— start —
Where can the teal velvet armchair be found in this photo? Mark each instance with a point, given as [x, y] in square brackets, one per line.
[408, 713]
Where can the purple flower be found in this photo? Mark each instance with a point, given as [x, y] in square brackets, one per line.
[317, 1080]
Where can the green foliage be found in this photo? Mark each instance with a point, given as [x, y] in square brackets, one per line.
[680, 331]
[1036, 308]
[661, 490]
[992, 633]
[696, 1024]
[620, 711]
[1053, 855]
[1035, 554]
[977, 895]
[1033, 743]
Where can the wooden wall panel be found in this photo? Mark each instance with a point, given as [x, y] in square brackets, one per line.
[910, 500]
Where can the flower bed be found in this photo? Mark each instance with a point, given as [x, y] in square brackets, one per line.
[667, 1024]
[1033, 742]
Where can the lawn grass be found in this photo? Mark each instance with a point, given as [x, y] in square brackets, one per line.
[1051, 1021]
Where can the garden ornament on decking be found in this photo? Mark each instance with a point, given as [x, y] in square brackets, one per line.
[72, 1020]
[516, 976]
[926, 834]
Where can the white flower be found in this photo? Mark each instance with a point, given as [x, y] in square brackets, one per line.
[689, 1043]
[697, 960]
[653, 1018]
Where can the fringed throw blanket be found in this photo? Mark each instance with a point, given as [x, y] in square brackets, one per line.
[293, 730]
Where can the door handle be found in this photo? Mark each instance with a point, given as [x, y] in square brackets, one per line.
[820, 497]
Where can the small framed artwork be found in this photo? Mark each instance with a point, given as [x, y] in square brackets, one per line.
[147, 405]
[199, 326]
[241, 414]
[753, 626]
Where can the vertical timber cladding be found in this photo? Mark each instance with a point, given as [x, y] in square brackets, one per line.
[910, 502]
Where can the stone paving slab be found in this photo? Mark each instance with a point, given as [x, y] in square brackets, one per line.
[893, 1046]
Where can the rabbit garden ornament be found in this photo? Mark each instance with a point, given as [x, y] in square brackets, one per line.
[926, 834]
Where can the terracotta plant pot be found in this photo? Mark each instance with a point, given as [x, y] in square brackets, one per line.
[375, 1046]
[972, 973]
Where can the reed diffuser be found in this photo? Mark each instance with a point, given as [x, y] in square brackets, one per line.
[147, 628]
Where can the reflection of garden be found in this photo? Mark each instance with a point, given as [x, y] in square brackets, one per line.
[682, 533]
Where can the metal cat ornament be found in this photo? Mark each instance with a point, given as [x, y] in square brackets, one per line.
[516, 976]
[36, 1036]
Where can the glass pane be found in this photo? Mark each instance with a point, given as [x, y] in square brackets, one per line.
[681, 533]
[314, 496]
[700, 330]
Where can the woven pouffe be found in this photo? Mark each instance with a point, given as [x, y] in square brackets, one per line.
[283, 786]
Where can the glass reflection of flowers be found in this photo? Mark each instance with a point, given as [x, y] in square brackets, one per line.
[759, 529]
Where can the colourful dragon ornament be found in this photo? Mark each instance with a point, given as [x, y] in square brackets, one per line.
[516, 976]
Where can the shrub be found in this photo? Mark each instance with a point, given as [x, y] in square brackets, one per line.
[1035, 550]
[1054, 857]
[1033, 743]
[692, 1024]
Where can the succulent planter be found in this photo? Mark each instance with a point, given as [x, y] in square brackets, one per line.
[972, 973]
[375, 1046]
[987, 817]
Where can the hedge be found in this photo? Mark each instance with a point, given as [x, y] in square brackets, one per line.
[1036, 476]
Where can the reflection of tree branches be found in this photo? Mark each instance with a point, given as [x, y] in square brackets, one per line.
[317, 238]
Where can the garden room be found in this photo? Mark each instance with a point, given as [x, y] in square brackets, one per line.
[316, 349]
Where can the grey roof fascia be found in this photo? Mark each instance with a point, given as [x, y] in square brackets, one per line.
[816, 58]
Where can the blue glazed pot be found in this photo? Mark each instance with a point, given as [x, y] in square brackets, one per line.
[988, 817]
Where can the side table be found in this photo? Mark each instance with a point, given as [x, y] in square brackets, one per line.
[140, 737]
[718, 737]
— end —
### TO BE DONE
Format the stretch of records above that starts with the line containing "Where can the wooden" and ends with the line containing "[1051, 1021]" as a two-column CSV with headers text and answer. Give one row per record, put each field in double quotes, and replace line breaks inside a field with spaces.

### SOLUTION FOR THIS PROBLEM
text,answer
"Where can the wooden wall panel be found in this photo? Mark each instance with a point, given as [x, y] in square brackets, one per line.","[910, 500]"
"Where can the flower bed be found in this photo? Mark each instance with a point, given as [x, y] in square brackets, one per line.","[667, 1024] [1033, 742]"
"Where can the lawn grass be found in this photo? Mark each instance with a point, given as [x, y] in square brackets, one per line.","[1051, 1021]"